Exercise description - Rewrite the lines of each item, putting "white" wherever "pink" appears and leaving everything else unchanged. Leave the pictures out of your answer.

Excerpt from a dataset -
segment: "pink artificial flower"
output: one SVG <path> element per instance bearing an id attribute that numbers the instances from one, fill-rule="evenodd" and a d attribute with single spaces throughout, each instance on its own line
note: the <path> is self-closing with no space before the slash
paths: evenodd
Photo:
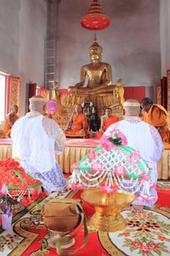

Result of this exercise -
segment: "white artificial flower"
output: one SVG <path> element per instance bearing an id attribute that numbers the instances from one, fill-rule="evenodd" and a d attribute with single spaces throughout, each instance on its own line
note: the <path> is self-closing with no space before the slash
paths: evenodd
Photo:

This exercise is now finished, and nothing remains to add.